Source records:
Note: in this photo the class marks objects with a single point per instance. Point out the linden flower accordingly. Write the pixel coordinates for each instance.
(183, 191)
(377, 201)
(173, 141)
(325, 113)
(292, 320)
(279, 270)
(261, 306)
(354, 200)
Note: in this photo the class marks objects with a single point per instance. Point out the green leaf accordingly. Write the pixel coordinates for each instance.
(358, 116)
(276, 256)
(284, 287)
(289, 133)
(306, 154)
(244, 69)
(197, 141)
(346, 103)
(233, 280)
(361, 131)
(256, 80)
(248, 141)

Problem details: Rewrite all of the material, changing every "instance" to "occurrence" and leaving everything else as it is.

Final result:
Note: in this photo the class marks objects with a single point per occurrence. Point out the linden flower accordingly. Write the pixel coordinates for each occurrence.
(183, 191)
(377, 201)
(173, 141)
(325, 113)
(292, 320)
(279, 270)
(261, 306)
(354, 200)
Note: in this photo the class marks objects with a single point per occurrence. Point out the green leaf accordingly. Write the pixel coordinates for each occurrence.
(358, 116)
(276, 256)
(284, 287)
(289, 133)
(306, 154)
(244, 69)
(197, 141)
(346, 103)
(233, 280)
(361, 131)
(256, 80)
(248, 141)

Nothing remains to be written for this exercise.